> [Given instruction]: Beginning at the line that contains "clear blue sky in this photo.", transcribe the remaining lines of the listing exactly; include the final line and omit everything before.

> [Excerpts of pointing data]:
[start]

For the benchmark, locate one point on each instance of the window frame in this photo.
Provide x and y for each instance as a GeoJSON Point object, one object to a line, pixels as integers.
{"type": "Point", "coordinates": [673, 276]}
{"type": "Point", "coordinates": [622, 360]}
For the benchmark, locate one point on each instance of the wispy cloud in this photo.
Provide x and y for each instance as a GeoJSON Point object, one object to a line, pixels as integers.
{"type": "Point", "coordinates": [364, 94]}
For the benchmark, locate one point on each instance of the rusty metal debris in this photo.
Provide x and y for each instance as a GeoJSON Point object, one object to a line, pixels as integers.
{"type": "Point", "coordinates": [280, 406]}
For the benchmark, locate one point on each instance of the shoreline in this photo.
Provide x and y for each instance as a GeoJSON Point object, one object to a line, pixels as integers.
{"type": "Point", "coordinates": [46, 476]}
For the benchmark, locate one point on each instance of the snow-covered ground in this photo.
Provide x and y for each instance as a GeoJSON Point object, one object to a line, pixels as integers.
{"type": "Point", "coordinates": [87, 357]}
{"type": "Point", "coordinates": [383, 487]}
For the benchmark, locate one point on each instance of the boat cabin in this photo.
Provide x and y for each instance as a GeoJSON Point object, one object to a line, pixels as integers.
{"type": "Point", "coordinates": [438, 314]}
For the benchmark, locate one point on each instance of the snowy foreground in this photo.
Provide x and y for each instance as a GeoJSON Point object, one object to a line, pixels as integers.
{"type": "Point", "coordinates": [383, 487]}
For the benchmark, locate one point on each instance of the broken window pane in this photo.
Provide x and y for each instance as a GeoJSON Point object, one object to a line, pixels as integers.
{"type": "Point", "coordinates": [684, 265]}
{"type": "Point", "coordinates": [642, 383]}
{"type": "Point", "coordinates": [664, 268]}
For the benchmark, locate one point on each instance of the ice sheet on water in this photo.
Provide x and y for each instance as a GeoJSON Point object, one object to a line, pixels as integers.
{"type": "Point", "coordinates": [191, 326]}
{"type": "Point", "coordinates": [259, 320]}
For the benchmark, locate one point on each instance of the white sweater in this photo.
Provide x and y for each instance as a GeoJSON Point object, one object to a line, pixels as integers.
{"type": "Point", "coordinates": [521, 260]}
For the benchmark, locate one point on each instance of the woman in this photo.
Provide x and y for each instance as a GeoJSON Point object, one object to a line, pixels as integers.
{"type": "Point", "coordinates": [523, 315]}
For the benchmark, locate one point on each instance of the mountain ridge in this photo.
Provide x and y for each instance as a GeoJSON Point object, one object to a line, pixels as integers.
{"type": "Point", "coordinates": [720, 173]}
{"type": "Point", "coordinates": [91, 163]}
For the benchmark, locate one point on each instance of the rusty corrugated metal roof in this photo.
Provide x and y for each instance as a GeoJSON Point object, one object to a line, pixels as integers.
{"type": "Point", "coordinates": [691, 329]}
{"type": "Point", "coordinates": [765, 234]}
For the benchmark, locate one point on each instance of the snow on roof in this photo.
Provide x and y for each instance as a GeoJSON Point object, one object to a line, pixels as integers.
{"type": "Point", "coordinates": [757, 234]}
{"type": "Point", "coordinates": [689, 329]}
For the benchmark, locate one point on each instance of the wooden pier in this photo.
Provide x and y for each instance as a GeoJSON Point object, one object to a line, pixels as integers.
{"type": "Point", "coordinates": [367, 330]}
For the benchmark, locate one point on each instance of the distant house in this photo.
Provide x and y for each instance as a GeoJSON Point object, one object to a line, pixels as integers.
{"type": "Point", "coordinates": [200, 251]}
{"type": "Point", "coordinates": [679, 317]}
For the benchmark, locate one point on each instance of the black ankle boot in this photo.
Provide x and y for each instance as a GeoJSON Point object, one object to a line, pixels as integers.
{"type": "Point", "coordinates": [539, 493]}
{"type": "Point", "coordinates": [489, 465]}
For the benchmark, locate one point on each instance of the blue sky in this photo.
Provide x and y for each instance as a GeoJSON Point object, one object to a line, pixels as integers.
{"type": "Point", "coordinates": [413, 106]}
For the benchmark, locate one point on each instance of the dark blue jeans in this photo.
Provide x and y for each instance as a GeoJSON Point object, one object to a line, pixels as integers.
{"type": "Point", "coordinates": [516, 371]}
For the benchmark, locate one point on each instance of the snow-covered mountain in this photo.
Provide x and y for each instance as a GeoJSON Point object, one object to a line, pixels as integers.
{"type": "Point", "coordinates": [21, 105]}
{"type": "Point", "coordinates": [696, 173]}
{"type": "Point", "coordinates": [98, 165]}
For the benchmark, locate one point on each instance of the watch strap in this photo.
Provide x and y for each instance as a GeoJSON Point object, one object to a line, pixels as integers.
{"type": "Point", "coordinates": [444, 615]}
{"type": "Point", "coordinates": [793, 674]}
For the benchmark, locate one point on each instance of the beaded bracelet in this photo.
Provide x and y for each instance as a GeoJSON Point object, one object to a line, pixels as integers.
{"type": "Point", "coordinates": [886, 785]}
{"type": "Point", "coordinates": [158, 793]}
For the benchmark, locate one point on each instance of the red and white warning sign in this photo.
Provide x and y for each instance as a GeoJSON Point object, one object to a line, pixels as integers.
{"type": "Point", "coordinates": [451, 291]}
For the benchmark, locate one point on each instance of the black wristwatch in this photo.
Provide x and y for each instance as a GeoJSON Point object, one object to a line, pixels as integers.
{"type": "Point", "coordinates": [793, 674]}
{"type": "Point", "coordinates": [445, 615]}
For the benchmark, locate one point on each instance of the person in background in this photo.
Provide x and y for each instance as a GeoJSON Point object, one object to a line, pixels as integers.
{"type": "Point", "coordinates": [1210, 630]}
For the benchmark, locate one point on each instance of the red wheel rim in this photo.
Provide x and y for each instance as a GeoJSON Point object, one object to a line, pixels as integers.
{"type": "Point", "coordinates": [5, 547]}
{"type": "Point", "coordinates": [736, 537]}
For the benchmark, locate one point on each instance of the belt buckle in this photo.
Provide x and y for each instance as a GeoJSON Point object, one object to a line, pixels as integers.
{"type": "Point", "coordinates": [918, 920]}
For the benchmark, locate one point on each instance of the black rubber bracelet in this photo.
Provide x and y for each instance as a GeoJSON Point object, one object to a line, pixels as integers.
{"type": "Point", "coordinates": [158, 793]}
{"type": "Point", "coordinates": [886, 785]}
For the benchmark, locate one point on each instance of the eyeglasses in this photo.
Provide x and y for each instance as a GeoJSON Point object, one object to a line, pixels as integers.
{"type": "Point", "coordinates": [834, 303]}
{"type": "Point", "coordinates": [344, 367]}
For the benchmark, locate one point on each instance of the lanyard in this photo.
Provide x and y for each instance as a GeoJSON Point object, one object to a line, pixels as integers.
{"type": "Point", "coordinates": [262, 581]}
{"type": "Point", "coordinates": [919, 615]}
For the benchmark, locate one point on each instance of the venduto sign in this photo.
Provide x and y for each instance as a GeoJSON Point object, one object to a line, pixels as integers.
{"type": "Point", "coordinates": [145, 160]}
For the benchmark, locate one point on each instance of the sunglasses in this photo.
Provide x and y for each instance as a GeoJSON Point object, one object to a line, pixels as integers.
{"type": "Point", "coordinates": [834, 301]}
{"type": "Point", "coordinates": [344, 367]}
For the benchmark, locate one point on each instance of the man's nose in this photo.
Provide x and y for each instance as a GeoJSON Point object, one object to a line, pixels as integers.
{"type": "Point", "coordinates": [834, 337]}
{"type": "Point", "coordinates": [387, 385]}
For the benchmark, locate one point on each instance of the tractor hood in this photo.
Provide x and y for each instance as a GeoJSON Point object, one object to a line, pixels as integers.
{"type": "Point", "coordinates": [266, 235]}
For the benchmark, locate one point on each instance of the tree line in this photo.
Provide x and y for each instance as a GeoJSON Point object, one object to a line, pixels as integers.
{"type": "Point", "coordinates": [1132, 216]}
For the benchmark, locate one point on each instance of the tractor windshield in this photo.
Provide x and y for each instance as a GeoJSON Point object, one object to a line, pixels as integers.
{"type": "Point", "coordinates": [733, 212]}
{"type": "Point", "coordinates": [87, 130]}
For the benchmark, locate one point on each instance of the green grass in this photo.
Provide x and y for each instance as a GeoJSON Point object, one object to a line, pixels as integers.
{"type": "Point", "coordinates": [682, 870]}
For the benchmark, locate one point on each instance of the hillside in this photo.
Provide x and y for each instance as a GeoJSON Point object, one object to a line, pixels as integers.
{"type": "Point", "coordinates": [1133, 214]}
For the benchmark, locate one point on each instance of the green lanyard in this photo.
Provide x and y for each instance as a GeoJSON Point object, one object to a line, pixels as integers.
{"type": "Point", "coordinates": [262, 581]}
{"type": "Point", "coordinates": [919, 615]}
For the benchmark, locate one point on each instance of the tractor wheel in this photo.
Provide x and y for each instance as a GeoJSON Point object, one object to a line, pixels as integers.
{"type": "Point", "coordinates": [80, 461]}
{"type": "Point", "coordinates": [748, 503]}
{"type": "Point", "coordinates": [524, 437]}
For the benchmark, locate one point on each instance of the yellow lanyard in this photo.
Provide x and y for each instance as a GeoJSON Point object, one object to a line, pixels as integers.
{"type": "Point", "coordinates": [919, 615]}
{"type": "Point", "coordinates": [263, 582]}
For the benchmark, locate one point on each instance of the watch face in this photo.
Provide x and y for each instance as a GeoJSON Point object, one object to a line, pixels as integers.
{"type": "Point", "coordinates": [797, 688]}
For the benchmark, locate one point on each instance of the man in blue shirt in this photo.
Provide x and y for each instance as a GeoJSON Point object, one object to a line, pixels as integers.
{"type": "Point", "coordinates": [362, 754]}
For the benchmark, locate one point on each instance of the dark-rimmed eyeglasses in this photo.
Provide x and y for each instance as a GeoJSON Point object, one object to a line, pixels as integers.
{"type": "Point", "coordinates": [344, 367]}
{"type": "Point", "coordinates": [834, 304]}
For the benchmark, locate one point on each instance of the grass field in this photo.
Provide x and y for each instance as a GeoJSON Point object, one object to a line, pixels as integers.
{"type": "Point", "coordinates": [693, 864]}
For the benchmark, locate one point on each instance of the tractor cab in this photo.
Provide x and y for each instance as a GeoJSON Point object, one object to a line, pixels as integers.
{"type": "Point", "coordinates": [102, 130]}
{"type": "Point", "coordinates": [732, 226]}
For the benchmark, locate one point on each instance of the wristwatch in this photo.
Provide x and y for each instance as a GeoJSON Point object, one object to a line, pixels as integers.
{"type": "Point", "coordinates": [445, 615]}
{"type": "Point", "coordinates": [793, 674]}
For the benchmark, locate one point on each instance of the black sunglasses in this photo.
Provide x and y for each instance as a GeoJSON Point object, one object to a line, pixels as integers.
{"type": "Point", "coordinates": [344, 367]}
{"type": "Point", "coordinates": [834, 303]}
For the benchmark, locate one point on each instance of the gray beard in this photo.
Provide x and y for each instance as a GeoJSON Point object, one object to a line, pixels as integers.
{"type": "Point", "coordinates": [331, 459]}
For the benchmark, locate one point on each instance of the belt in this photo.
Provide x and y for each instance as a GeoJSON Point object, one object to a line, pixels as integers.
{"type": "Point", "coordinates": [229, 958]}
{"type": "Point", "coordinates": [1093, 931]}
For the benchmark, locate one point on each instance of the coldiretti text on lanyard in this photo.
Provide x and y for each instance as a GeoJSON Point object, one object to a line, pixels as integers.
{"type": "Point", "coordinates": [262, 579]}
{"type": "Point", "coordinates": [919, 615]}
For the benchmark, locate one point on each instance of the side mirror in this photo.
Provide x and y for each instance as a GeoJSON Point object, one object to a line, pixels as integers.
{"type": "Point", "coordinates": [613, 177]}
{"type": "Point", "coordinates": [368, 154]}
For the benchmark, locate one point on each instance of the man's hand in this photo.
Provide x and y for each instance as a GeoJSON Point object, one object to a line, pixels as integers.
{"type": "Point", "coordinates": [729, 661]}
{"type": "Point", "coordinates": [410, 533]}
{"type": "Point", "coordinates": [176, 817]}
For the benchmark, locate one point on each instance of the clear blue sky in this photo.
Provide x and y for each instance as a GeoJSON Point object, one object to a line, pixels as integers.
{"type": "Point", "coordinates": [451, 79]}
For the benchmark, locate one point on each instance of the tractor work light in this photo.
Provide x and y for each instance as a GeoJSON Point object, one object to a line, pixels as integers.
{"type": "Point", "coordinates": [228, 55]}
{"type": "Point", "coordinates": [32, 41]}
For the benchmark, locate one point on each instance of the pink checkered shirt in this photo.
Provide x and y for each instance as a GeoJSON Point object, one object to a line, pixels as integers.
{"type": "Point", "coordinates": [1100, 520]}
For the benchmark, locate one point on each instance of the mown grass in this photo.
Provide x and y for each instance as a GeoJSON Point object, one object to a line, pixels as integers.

[end]

> [Full solution]:
For the benchmark, locate one point on each instance of the clear blue sky in this photo.
Provide x and y for each instance as a GeoJSON Point object, one object to a line, pixels as integers.
{"type": "Point", "coordinates": [451, 79]}
For the benchmark, locate one point on each instance of the tractor work light in this photo.
Provide x and y for each instance as a GeoJSON Point object, one object to a line, pixels as integers.
{"type": "Point", "coordinates": [228, 55]}
{"type": "Point", "coordinates": [32, 41]}
For the benchmark, locate one point on each instance of the pink checkered shirt in this photo.
Provide x and y for each instance as a GeoJSON Point object, one object to a line, pixels as integers.
{"type": "Point", "coordinates": [1100, 520]}
For the benchmark, locate one point on each instance of the mown grass in this photo.
Provide x and y for each instance as a GeoJSON Point object, one object to a line, pixels as integers.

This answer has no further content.